▽

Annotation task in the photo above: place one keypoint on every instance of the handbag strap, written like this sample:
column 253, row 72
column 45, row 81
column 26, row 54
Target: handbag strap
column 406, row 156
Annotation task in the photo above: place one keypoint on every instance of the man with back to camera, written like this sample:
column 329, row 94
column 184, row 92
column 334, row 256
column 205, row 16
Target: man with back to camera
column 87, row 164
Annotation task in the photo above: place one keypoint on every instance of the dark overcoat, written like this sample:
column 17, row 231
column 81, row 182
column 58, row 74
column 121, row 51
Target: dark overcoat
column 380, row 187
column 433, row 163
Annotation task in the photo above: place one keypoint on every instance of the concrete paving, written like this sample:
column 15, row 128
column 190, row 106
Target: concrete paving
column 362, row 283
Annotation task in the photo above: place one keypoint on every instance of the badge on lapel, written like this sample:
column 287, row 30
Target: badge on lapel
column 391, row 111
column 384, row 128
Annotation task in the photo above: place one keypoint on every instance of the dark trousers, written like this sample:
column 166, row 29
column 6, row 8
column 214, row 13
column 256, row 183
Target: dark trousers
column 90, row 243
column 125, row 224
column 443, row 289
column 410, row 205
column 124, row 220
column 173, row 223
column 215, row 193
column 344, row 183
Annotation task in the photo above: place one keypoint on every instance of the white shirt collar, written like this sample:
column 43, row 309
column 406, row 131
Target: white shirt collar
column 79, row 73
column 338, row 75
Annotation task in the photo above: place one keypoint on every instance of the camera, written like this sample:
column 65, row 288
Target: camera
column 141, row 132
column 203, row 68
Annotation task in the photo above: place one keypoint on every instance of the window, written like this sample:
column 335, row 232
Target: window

△

● WRITTEN INSTRUCTION:
Reproduce every one of the records above line for line, with no change to any wording or number.

● ANSWER FOR THIS EXERCISE:
Annotation task in the photo above: place one keypoint on every instance of the handbag strap, written like this sample:
column 253, row 72
column 45, row 81
column 26, row 54
Target: handbag strap
column 406, row 156
Annotation task in the photo above: place one keypoint on every instance of the man with back to camera, written like this sample:
column 329, row 94
column 184, row 92
column 334, row 256
column 205, row 16
Target: man with back to camera
column 87, row 164
Annotation task in the photo above: place one keypoint on every instance of the dark overcoat, written like this sample:
column 17, row 231
column 81, row 182
column 58, row 74
column 121, row 51
Target: dark overcoat
column 380, row 187
column 433, row 163
Annotation task in the photo above: place one keypoint on every instance of the concrete paving, written like this sample:
column 15, row 128
column 190, row 106
Target: concrete paving
column 362, row 283
Annotation task in the photo above: place one keypoint on every instance of the badge on lapel, written like this sample:
column 287, row 30
Target: badge on lapel
column 391, row 111
column 384, row 128
Annotation task in the photo above: place one keypoint on every instance of the dark trousers, written like this sample:
column 166, row 29
column 6, row 8
column 214, row 13
column 256, row 183
Target: dark trousers
column 90, row 243
column 125, row 224
column 443, row 289
column 410, row 205
column 124, row 220
column 173, row 223
column 215, row 193
column 344, row 183
Annotation task in the photo above: place one keypoint on every instance of the white shirt collar, written like this sample:
column 43, row 309
column 406, row 131
Target: white shirt collar
column 79, row 73
column 338, row 75
Annotation task in the photo above: place one keypoint on every instance of the camera, written like this sample:
column 65, row 288
Target: camera
column 141, row 132
column 203, row 68
Annotation task in the photo above: place one keypoint on every instance of the window, written like this sample:
column 335, row 232
Target: window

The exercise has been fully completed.